[PAGE TEXT Boundary: Start]

Here the MST instance is o from the global scope. but typically the object to edit in the form comes in as a prop, and we can access it here.

Then in render we retrieve the field accessor for the foo field. This has everything we need: error to show the current error, and inputProps for the input component, so we pass the field to InlineError and Input.

I've enabled ts-check on top. If you're using vscode you can see it reflect the correct types -- it knows raw is a string, for instance. This can help to catch errors.

RepeatingForm

Many forms have a sub-form that repeats itself. The MST model could look like this:

const Animal = types.model("Animal", {
    name: types.string,
    size: types.string,
});

const Zoo = types.model("Zoo", {
    animals: types.array(Animal),
});

Here we want a form that lets you add and remove animals:

import { RepeatingForm } from "mstform";

const form = new Form(Zoo, {
    animals: new RepeatingForm({
        name: new Field(converters.string),
        size: new Field(converters.string),
    }),
});

We can now use it in our render method:

// this represents all the sub forms
const animalForms = state.repeatingForm("animals");

const entries = o.animals.map((animal, index) => {
    // get the sub-form we want
    const animalForm = animalForms.index(index);
    // and get the fields as usual
    const name = animalForm.field("name");
    const size = animalForm.field("size");
    return (
        <div>
            <InlineError field={name}>
                <Input type="text" field={name} />
            </InlineError>
            <InlineError field={size}>
                <Input type="text" field={size} />
            </InlineError>
        </div>
    );
});

return <div>{entries}</div>;

SubForm

Some MST models have a sub-object. When you render the form for such a model, you want to be able to include fields for this sub-object. The MST model could look like this:

const Animal = types.model("Animal", {
    name: types.string,
    size: types.string,
});

const House = types.model("House", {
    description: types.string,
    pet: Animal,
});

We want a form that includes information about the pet:

import { SubForm } from "mstform";

const form = new Form(Zoo, {
    description: new Field(converters.string),
    pet: new SubForm({
        name: new Field(converters.string),
        size: new Field(converters.string),
    }),
});

We can now mix fields from the main form with those from the sub-form in our render method:

const description = state.field("description");
const name = state.subForm("pet").field("name");

Accessors

mstform defines a bunch of accessors:

  • FieldAccessor, which you define with Field and get with field(). This represents a field in the form that you can actually fill in and interact with.

  • SubFormAccessor which you define with SubForm and get with subForm(). This represents a sub-object in the underlying model instance.

  • RepeatingFormAccessor which you define with RepeatingForm and get with repeatingForm(). This represents an array of objects in the underlying model instance.

  • RepeatingFormIndexedAccessor which you define along with RepeatingFormAccessor using RepeatingForm. You access it via the index() method on a RepeatingFormAccessor. This represents a sub-object in the underlying array instance.

  • GroupAccessor. You define this in a second argument on forms. You can access it via the group() method on any form accessor. This is a special kind of accessor that only implements the isValid and isWarningFree methods. It's a way to aggregate validation results from other accessors.

[PAGE TEXT Boundary: End]

_TASK OBJECTIVE_. Reproduce the stretch of the mstform text from "We can now mix" through "sub-object in the underlying model instance.", word for word.

[LISTED RECORDS Boundary: Start]

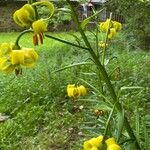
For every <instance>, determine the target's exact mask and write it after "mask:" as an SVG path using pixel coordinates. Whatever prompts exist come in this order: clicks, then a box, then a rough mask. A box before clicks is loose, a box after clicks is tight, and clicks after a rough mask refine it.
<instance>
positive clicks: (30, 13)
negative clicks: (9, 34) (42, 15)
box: [13, 4, 35, 27]
mask: <svg viewBox="0 0 150 150" xmlns="http://www.w3.org/2000/svg"><path fill="white" fill-rule="evenodd" d="M13 19H14V21H15V22H16V24H18V25H19V26H21V27H30V26H31V24H32V22H33V21H34V20H35V11H34V8H33V7H32V6H31V5H30V4H25V5H24V6H22V7H21V8H20V9H18V10H17V11H15V13H14V14H13Z"/></svg>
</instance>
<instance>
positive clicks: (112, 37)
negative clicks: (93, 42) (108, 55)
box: [108, 28, 116, 39]
mask: <svg viewBox="0 0 150 150" xmlns="http://www.w3.org/2000/svg"><path fill="white" fill-rule="evenodd" d="M115 35H116V29H115V28H110V30H109V34H108V39H112V38H113V37H114V36H115Z"/></svg>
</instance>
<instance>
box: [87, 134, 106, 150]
mask: <svg viewBox="0 0 150 150" xmlns="http://www.w3.org/2000/svg"><path fill="white" fill-rule="evenodd" d="M102 140H103V136H98V137H97V138H92V139H90V140H88V141H85V142H84V150H92V149H96V148H97V149H98V148H99V146H100V143H101V142H102Z"/></svg>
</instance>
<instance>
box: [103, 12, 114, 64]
mask: <svg viewBox="0 0 150 150" xmlns="http://www.w3.org/2000/svg"><path fill="white" fill-rule="evenodd" d="M111 18H112V13H110V16H109V23H108V29H107V32H106V37H105V46H104V49H103V52H102V58H101V63H102V65H104V63H105V53H106V47H107V46H106V44H107V42H108V34H109V29H110V23H111Z"/></svg>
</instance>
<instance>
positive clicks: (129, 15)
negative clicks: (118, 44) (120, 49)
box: [107, 0, 150, 51]
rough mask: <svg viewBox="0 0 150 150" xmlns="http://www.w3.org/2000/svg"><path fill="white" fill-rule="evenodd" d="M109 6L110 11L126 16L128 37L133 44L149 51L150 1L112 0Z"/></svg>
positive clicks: (130, 43) (127, 32)
mask: <svg viewBox="0 0 150 150" xmlns="http://www.w3.org/2000/svg"><path fill="white" fill-rule="evenodd" d="M107 6H108V9H109V10H110V11H112V12H116V13H120V14H121V15H123V16H124V18H125V25H126V33H127V36H126V37H127V40H128V41H130V44H131V46H133V47H136V48H137V47H139V48H141V49H143V50H147V51H148V50H149V49H150V19H149V16H150V1H149V0H128V1H124V0H111V1H109V2H108V3H107Z"/></svg>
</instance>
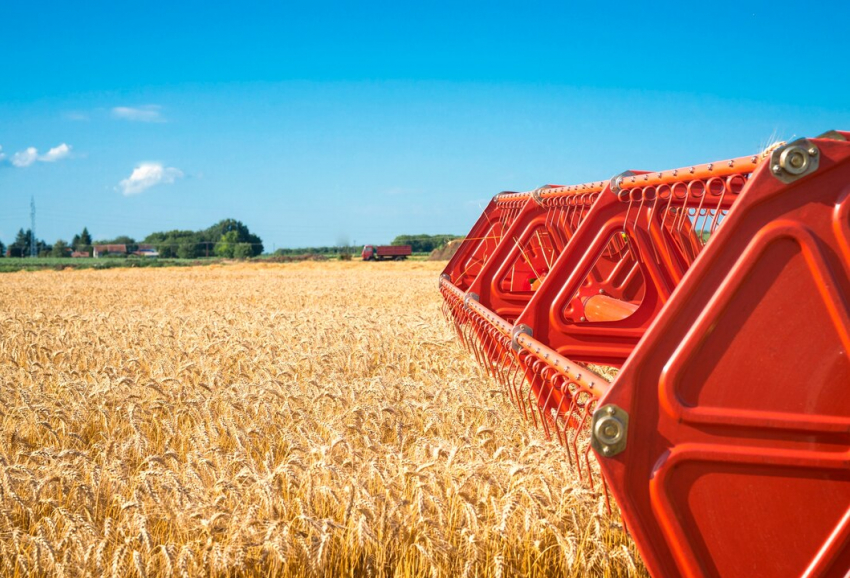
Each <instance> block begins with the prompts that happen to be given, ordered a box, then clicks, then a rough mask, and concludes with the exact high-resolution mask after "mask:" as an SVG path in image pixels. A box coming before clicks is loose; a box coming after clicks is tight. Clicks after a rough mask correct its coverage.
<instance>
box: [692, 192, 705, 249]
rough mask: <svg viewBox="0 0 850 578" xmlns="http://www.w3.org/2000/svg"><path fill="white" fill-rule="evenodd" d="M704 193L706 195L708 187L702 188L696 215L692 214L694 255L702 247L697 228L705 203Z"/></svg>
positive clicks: (699, 233)
mask: <svg viewBox="0 0 850 578" xmlns="http://www.w3.org/2000/svg"><path fill="white" fill-rule="evenodd" d="M706 195H708V187H706V188H705V189H704V190H703V193H702V198H701V199H700V200H699V205H698V206H697V212H696V215H694V237H696V246H695V247H694V251H695V254H696V255H699V252H700V250H701V249H702V244H701V241H702V237H701V234H700V229H699V213H700V211H702V205H703V203H705V197H706ZM692 240H693V239H692Z"/></svg>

[LISTED RECORDS Boundary: End]

_EXPECTED OUTPUT_.
We can now mix fields from the main form with those from the sub-form in our render method:

const description = state.field("description");
const name = state.subForm("pet").field("name");

Accessors

mstform defines a bunch of accessors:

  • FieldAccessor, which you define with Field and get with field(). This represents a field in the form that you can actually fill in and interact with.

  • SubFormAccessor which you define with SubForm and get with subForm(). This represents a sub-object in the underlying model instance.